Stored data entries
==========

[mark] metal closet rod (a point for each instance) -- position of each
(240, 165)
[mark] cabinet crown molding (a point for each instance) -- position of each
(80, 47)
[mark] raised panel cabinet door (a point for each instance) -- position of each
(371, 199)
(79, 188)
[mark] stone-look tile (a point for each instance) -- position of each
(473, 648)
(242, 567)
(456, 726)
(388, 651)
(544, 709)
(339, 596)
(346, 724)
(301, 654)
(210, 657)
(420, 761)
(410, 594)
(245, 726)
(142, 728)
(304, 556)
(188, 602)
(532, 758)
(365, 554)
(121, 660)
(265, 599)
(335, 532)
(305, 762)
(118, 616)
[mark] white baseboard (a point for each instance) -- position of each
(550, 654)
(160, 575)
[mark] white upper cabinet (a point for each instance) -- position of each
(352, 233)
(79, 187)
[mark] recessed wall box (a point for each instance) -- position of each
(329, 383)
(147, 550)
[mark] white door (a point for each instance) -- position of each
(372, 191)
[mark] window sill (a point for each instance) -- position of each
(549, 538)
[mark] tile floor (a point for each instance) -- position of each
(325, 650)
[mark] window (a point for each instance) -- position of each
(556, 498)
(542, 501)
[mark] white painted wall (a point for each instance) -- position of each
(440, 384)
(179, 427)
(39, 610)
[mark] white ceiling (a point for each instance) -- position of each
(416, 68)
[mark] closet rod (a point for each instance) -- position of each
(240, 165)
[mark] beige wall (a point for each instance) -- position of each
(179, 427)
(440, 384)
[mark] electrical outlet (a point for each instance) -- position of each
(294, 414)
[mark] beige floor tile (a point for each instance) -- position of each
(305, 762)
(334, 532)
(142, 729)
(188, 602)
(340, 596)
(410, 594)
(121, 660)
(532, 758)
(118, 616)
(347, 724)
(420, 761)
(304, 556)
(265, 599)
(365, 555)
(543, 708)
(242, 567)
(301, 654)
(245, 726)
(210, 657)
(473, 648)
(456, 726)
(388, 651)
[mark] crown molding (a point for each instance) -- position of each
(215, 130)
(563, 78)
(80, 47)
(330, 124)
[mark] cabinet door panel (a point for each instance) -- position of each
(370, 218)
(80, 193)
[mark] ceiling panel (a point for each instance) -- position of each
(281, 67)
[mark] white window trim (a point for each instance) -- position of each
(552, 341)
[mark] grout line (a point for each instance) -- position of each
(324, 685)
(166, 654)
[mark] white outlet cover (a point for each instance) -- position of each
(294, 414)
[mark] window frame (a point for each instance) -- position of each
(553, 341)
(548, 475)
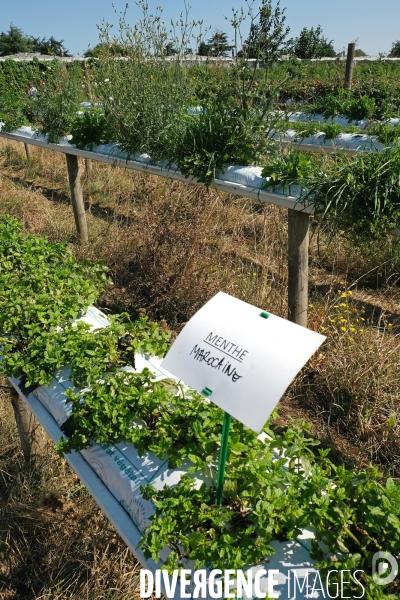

==========

Exercise brief: Return every entry above exactly as written, with no pictures included.

Task response:
[mark] metal closet rod (a point for each instance) -- position of each
(240, 165)
[mark] cabinet crown molding (a point for each instance) -- position of each
(80, 47)
[mark] raised panel cabinet door (a point for each instance) -- position of each
(371, 199)
(79, 188)
[mark] stone-look tile (a point for each instance) -- position of each
(473, 648)
(242, 567)
(456, 726)
(388, 651)
(544, 709)
(339, 596)
(346, 724)
(301, 654)
(210, 657)
(420, 761)
(410, 594)
(245, 726)
(142, 728)
(304, 556)
(188, 602)
(532, 758)
(365, 554)
(121, 660)
(265, 599)
(335, 532)
(305, 762)
(118, 616)
[mark] white baseboard (a point for each instance) -- position of each
(550, 654)
(160, 575)
[mark] white upper cabinet (a point for each instance) -- position of each
(352, 233)
(79, 187)
[mark] recessed wall box (a point for each instance) -- position of each
(329, 383)
(147, 550)
[mark] white door (a point for each instance) -- position of each
(372, 191)
[mark] window sill (a point for each instance) -- position of each
(549, 538)
[mark] tile floor (a point for each instance) -- position of each
(325, 650)
[mark] window (a point for each instance) -- position of each
(556, 498)
(542, 501)
[mark] white painted wall (a point for each instance) -- position of each
(440, 384)
(179, 427)
(39, 610)
[mark] white ceiling (a point for each instance) -- position of each
(416, 68)
[mark] closet rod (a point for each instance) -- position of each
(240, 165)
[mark] beige wall (a point for each instance) -- position of each
(179, 427)
(440, 384)
[mark] electrical outlet (a point for each instance) -- position of each
(294, 414)
[mark] beige floor tile (a point for each instance) -- position of each
(305, 762)
(334, 532)
(142, 729)
(188, 602)
(340, 596)
(410, 594)
(121, 660)
(532, 758)
(118, 616)
(347, 724)
(420, 761)
(304, 556)
(265, 599)
(365, 555)
(543, 708)
(242, 567)
(301, 654)
(245, 726)
(210, 657)
(473, 648)
(456, 726)
(388, 651)
[mark] crown molding (a point for each instance) -- position of each
(215, 130)
(563, 78)
(80, 47)
(330, 124)
[mark] cabinet door panel (a point for each instance) -- position of each
(370, 218)
(80, 193)
[mark] ceiling panel (a point for each instance) -- position of each
(281, 67)
[mark] white window trim (a point for each instance) -- position of each
(552, 341)
[mark] grout line (a point for each instance) -- position of each
(324, 685)
(166, 654)
[mark] white outlet cover (a point for each instance) -- position of each
(294, 414)
[mark] window frame (a point for each instance) -- position of each
(553, 341)
(548, 475)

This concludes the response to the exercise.